# [WRITTEN TASK]
Which lines run from the line with "of the round" to the end of the entries? Write out exactly those, leaving out the pictures.
• • •
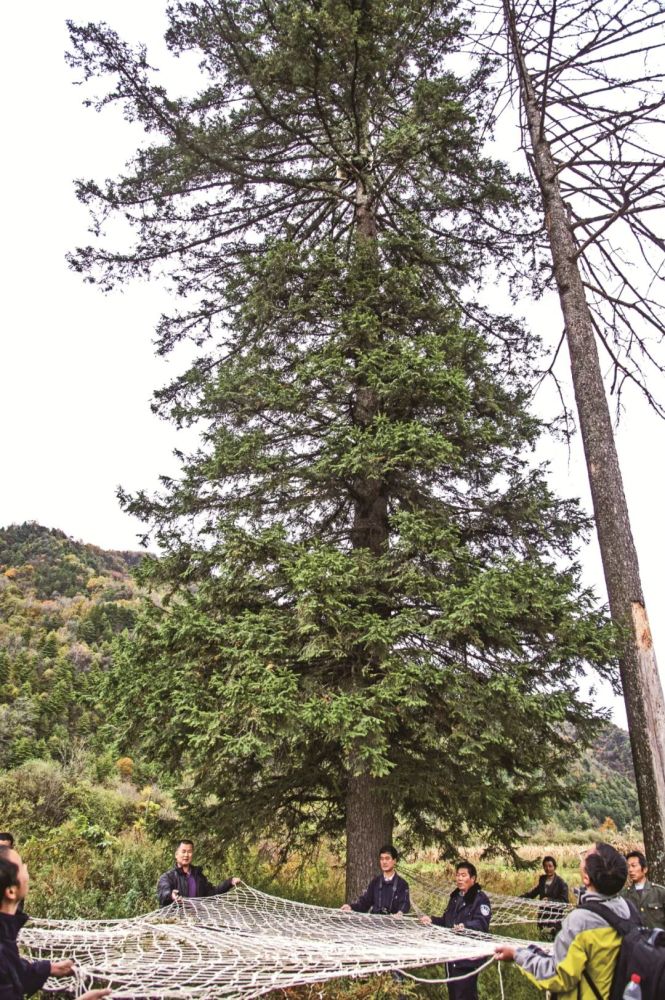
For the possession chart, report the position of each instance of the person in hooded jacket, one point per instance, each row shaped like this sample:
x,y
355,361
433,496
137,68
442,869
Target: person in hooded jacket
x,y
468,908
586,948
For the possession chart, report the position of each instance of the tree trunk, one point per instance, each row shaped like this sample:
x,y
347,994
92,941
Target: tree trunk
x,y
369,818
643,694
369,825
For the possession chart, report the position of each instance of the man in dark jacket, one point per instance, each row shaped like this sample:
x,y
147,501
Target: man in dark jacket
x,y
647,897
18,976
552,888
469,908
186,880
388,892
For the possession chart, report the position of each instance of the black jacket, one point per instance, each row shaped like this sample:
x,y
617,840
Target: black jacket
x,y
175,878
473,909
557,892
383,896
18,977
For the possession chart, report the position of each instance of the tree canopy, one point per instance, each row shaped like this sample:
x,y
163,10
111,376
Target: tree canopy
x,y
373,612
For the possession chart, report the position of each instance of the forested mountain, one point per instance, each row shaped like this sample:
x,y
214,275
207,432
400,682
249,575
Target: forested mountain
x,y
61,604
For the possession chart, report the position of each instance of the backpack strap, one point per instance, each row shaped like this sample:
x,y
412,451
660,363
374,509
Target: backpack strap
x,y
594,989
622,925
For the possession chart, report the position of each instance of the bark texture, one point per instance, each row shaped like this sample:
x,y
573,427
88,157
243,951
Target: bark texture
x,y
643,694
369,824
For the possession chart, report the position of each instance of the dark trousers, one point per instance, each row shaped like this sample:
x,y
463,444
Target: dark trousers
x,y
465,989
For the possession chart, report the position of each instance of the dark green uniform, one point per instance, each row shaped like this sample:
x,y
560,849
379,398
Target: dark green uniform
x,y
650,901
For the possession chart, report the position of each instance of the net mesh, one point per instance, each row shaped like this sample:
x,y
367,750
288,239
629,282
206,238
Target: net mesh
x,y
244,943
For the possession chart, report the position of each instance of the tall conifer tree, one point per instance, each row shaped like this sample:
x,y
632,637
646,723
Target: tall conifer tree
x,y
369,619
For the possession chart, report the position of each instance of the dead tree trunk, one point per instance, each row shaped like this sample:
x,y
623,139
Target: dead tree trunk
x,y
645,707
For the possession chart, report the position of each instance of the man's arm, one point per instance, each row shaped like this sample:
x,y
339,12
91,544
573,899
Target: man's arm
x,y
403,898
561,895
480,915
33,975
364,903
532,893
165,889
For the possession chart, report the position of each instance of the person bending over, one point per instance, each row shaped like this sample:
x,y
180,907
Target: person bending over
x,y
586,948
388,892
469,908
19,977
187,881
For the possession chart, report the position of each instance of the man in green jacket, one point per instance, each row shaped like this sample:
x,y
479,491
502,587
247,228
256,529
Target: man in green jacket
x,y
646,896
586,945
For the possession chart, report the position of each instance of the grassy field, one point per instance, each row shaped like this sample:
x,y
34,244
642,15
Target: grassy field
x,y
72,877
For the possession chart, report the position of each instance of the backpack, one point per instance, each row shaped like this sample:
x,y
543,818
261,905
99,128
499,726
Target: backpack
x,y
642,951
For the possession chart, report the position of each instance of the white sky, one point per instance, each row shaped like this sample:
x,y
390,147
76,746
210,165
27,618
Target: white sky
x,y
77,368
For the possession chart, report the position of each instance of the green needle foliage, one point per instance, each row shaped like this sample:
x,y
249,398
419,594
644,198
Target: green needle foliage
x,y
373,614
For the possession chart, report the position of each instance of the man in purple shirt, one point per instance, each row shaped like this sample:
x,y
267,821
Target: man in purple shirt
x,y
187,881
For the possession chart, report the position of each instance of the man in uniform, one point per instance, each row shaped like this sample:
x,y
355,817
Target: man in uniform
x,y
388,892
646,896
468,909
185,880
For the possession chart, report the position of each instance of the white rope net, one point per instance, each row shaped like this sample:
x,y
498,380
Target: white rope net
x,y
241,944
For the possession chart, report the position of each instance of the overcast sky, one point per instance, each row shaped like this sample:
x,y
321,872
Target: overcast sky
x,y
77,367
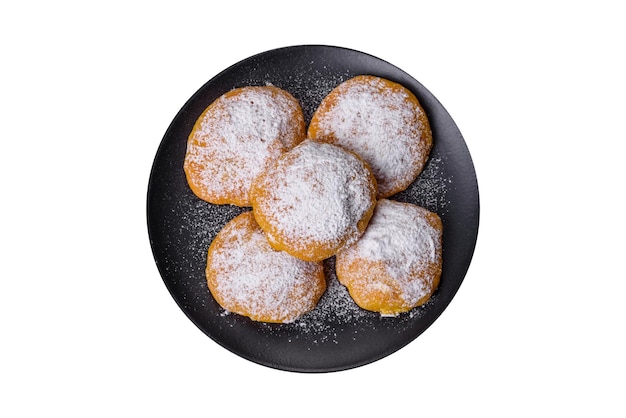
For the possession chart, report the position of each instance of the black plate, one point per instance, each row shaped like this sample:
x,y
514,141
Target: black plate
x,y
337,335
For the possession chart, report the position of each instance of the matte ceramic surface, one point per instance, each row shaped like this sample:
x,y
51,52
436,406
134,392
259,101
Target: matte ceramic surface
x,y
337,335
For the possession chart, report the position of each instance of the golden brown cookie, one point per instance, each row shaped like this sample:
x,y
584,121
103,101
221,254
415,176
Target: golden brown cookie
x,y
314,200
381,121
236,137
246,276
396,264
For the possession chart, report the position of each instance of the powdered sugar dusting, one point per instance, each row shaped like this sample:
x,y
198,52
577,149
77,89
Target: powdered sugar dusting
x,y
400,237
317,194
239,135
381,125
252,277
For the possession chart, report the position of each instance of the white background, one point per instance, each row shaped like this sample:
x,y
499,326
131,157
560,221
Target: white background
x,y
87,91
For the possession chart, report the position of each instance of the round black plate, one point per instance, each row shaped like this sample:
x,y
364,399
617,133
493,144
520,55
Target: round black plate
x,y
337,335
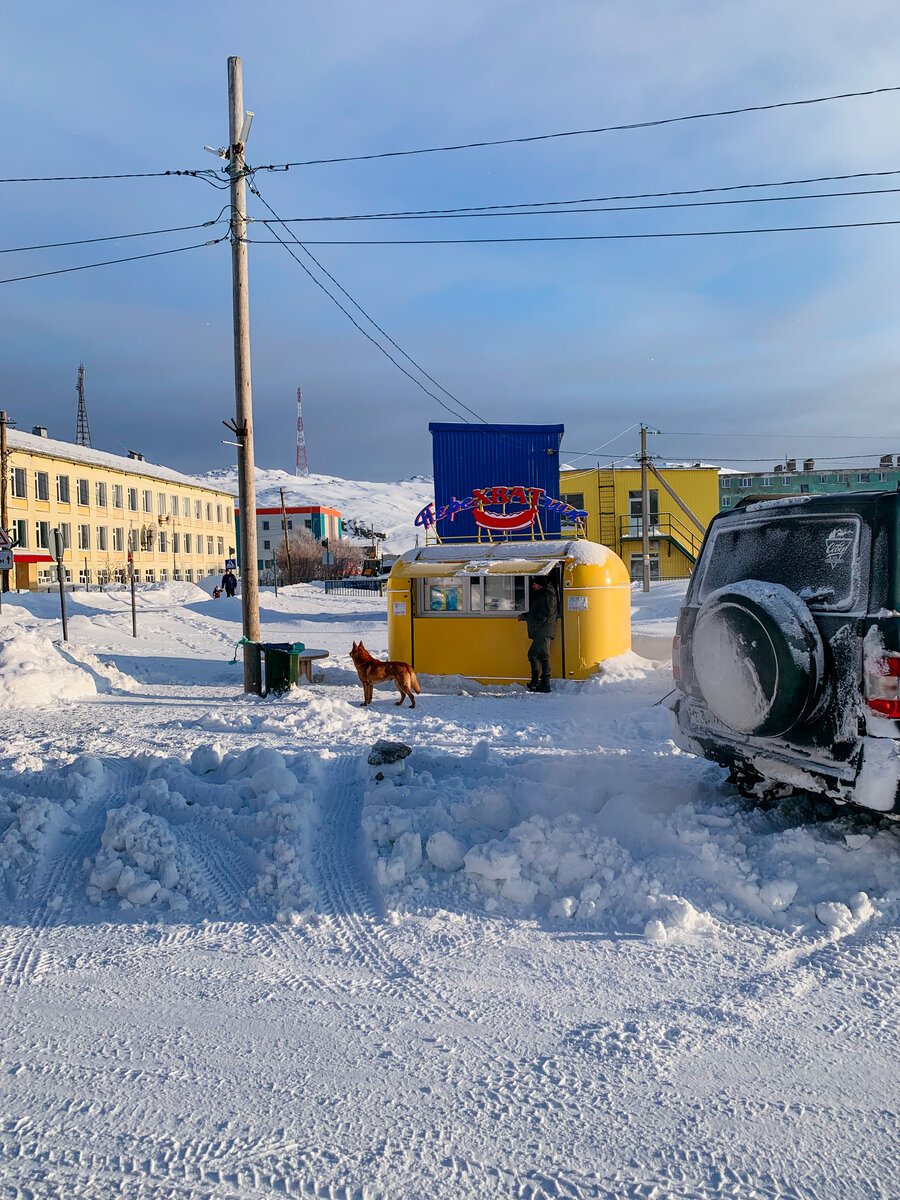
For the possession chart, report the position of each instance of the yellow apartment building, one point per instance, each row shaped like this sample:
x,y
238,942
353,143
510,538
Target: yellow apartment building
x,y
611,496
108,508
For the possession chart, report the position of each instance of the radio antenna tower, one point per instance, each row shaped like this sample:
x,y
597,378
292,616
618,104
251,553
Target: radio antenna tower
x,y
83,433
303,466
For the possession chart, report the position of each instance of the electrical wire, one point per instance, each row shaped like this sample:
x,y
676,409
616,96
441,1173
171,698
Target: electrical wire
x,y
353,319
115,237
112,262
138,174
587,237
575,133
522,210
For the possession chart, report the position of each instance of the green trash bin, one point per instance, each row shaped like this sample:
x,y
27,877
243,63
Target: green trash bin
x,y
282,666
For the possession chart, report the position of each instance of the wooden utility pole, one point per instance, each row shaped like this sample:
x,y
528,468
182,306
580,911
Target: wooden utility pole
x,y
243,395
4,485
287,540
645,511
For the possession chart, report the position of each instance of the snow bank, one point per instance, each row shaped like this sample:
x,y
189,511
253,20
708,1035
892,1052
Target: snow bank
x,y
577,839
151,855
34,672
• • •
# [SOLUTION TO THIS EXERCISE]
For the possession chart, report the position of each instance of the round black plate, one point per instance, each row shaped like this sample:
x,y
364,399
617,133
493,144
520,55
Target: round black plate
x,y
337,335
For the possession chart, report the position of each instance of the yellow apartment building, one point per instance, each row shaped like this sample:
x,y
238,942
353,143
510,538
Target: yellow apartment building
x,y
611,496
108,508
For the possession chart, report the position of each instance of the radio antenna tower, one point per instance, each row shaped like this sample:
x,y
597,378
292,616
618,104
251,553
Target: radio antenna tower
x,y
83,433
303,466
For the possession chart, report the position of each instance of the electrical wire, one point per instance, each row shaped like this sample:
x,y
676,409
616,96
441,1173
171,698
Target: electrical wire
x,y
353,319
115,237
112,262
138,174
587,237
575,133
522,210
For the possession chart, report the position of each instance of the green trash bin, one point per instance, each row shaped like this sample:
x,y
27,877
243,63
Target: green trash bin
x,y
282,666
For the possession chart, report the position of each instance of the wooden utility pole, one point per instance, each row shaped like this sample:
x,y
528,468
182,306
580,911
Target: wooden utility pole
x,y
243,395
4,485
287,540
645,511
For the possession chart, report the position of each instance of the snow bank, one point per instance, each row shaped like this sample:
x,y
189,511
253,20
708,1035
892,1052
Target: snow bank
x,y
577,839
151,855
34,672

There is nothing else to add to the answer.